QUELLE:
• • • •
Becker, Thomas P. (Hg.), Zwischen Diktatur und Neubeginn. Die Universität Bonn im „Dritten Reich“ und in der Nachkriegszeit, Göttingen 2008

337 S., ISBN 978-3899714401, 65 Euro

Margret Wensky (Bonn)

Das Ver­hält­nis der Uni­ver­si­tä­ten und der wis­sen­schaft­li­chen Eli­ten zum „Drit­ten Reich“ ist ein zen­tra­les For­schungs­the­ma, das ne­ben den all­ge­mei­nen As­pek­ten je­de in die­ser Zeit be­ste­hen­de Hoch­schu­le für sich auf­ar­bei­ten muss. Die 1818 ge­grün­de­te Rhei­ni­sche Fried­rich-Wil­helms-Uni­ver­si­tät hat sich die­sem Pro­blem – auch für ei­ne brei­te­re Öf­fent­lich­keit er­kenn­bar - spä­tes­tens 1974 mit der Ver­öf­fent­li­chung von Paul Egon Hü­bin­ger über „Tho­mas Mann, die Uni­ver­si­tät Bonn und die Zeit­ge­schich­te“ ge­stellt, wor­in ein be­son­ders un­rühm­li­ches Ka­pi­tel der Bon­ner Uni­ver­si­täts­ge­schich­te, die Ab­er­ken­nung der dem Li­te­ra­tur­no­bel­preis­trä­ger 1920 ver­lie­he­nen Eh­ren­dok­tor­wür­de im Jah­re 1936 (wie­der zu­er­kannt 1946), be­han­delt wird. Im Jah­re 2000 er­schien schlie­ß­lich die ers­te Ge­samt­dar­stel­lung der Bon­ner Uni­ver­si­täts­ge­schich­te wäh­rend der NS-Zeit von Hans-Paul Ho­epfner („Die Uni­ver­si­tät Bonn im Drit­ten Reich“); der Un­ter­ti­tel „Aka­de­mi­sche Bio­gra­phi­en un­ter na­tio­nal­so­zia­lis­ti­scher Herr­schaf­t“ ist dem Um­stand ge­schul­det, dass die Sach­ak­ten der Uni­ver­si­tät aus der Wei­ma­rer wie der NS-Zeit ein Op­fer des Bom­ben­kriegs wur­den, wäh­rend die Per­so­nal­ak­ten er­hal­ten blie­ben.
• • • •
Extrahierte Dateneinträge
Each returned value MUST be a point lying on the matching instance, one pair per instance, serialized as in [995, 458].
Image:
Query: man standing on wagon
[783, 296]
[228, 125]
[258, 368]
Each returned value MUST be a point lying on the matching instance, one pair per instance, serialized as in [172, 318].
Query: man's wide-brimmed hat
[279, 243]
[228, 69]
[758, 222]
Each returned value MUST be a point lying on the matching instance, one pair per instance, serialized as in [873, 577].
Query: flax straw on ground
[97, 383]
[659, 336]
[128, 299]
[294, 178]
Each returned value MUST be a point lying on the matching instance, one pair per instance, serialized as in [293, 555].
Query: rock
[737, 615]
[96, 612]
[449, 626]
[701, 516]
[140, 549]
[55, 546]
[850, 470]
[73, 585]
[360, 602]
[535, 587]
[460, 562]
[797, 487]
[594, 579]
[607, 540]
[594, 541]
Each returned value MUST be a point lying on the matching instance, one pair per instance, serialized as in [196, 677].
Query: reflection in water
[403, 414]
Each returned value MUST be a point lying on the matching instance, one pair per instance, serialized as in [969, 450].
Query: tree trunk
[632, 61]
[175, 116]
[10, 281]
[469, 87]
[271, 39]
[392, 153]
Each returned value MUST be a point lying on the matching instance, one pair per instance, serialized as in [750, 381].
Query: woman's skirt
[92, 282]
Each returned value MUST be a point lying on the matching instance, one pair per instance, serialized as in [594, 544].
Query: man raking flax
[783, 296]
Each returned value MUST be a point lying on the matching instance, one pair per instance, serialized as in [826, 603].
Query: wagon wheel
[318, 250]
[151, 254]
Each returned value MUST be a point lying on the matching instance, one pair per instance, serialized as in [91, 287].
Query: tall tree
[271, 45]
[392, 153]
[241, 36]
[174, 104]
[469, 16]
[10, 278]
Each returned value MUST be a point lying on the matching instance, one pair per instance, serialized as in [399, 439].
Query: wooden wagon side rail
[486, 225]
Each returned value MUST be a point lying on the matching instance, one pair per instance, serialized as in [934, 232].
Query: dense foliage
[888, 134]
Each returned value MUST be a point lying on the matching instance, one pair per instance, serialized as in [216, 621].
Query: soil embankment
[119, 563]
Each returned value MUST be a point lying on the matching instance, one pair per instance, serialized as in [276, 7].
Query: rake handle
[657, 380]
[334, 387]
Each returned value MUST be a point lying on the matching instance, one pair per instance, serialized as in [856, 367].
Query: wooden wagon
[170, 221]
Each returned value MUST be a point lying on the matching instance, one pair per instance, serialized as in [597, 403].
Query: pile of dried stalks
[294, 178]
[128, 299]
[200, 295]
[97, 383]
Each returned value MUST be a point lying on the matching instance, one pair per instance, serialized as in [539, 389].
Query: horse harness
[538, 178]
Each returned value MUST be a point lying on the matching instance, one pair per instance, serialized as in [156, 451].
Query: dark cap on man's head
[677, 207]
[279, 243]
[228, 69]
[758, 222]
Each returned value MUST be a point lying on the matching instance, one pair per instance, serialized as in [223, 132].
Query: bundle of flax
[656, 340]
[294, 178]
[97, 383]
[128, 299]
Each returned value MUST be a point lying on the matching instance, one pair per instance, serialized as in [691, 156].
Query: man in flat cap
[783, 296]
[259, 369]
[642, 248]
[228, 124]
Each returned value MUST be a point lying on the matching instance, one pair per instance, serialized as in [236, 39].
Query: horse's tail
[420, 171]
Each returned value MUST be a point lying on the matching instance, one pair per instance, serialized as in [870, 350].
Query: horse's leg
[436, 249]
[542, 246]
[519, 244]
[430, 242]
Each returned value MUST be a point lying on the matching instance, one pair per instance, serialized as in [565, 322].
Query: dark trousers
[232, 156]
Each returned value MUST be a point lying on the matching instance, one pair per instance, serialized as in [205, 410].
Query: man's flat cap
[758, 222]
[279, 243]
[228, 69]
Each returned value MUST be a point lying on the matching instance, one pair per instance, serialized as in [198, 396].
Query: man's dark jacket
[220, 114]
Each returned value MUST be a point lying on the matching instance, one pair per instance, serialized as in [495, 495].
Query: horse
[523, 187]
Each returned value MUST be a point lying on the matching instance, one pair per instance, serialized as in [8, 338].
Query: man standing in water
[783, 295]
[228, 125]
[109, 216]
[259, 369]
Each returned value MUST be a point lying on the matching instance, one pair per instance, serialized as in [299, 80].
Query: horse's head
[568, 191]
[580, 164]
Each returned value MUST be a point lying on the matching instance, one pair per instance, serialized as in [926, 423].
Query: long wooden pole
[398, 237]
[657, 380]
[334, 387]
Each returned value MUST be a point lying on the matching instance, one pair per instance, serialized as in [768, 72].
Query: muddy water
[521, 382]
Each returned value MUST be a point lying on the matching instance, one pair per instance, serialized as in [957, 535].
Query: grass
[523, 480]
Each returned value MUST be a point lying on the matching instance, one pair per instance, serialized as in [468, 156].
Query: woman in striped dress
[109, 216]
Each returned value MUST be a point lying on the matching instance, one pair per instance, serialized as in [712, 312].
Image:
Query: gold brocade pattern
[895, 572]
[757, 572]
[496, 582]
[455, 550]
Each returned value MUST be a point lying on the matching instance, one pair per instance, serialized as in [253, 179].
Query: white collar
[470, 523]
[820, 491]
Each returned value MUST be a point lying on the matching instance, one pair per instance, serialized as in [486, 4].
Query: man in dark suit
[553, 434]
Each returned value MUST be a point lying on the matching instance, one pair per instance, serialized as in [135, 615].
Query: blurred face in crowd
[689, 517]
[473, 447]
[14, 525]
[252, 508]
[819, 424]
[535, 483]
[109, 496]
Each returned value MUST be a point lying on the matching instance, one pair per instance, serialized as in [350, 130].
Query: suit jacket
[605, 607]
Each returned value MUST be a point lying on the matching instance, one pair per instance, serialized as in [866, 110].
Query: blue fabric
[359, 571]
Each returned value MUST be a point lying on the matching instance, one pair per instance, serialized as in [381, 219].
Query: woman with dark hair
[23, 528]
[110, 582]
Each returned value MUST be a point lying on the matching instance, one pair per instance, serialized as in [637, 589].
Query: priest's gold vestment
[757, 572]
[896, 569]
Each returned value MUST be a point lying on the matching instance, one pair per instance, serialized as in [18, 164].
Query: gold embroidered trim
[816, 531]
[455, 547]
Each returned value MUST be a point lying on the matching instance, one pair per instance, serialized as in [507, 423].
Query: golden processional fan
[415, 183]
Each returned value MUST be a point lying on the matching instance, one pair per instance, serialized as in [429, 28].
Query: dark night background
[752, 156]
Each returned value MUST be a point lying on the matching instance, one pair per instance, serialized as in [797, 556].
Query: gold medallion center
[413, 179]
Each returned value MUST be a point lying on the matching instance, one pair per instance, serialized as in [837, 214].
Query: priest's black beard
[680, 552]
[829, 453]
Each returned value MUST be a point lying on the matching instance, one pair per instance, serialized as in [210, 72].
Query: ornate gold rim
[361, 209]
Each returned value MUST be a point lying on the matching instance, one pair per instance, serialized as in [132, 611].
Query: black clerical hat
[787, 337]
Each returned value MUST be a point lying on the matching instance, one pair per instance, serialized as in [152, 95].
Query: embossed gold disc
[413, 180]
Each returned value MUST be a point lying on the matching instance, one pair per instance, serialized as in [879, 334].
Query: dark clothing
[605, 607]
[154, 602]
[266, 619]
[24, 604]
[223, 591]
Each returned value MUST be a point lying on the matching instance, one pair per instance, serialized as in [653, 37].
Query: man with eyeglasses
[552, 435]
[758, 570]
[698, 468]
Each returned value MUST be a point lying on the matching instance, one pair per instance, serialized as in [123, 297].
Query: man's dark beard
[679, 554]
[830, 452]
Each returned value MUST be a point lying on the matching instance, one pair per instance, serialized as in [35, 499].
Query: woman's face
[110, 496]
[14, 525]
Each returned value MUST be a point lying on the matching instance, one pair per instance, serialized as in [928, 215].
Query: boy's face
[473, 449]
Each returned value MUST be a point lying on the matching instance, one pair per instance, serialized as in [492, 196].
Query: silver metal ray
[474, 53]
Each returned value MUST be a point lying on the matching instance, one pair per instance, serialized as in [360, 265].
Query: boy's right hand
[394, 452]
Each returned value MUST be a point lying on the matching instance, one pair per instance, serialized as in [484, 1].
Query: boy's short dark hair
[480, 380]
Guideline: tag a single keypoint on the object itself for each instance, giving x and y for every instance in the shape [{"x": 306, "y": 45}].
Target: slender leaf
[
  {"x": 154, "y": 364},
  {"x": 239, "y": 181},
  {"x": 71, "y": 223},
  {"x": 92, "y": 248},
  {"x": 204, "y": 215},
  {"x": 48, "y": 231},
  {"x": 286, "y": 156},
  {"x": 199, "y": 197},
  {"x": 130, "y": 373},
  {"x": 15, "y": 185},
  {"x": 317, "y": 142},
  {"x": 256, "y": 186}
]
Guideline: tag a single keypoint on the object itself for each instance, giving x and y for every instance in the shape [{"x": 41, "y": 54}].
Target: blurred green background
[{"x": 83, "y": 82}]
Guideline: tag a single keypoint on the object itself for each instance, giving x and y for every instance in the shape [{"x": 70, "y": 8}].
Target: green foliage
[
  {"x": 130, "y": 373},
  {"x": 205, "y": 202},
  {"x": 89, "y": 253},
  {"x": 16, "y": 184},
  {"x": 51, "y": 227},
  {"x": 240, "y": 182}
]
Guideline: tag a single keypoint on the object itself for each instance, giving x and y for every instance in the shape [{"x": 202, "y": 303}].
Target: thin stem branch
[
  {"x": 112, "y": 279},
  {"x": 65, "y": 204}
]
• • • •
Geben Sie den Abschnitt der Rezension zur Universität Bonn wortgetreu aus, beginnend bei „Becker, Thomas P.“ und endend bei „Margret Wensky (Bonn)“.

Becker, Thomas P. (Hg.), Zwischen Diktatur und Neubeginn. Die Universität Bonn im „Dritten Reich“ und in der Nachkriegszeit, Göttingen 2008

337 S., ISBN 978-3899714401, 65 Euro

Margret Wensky (Bonn)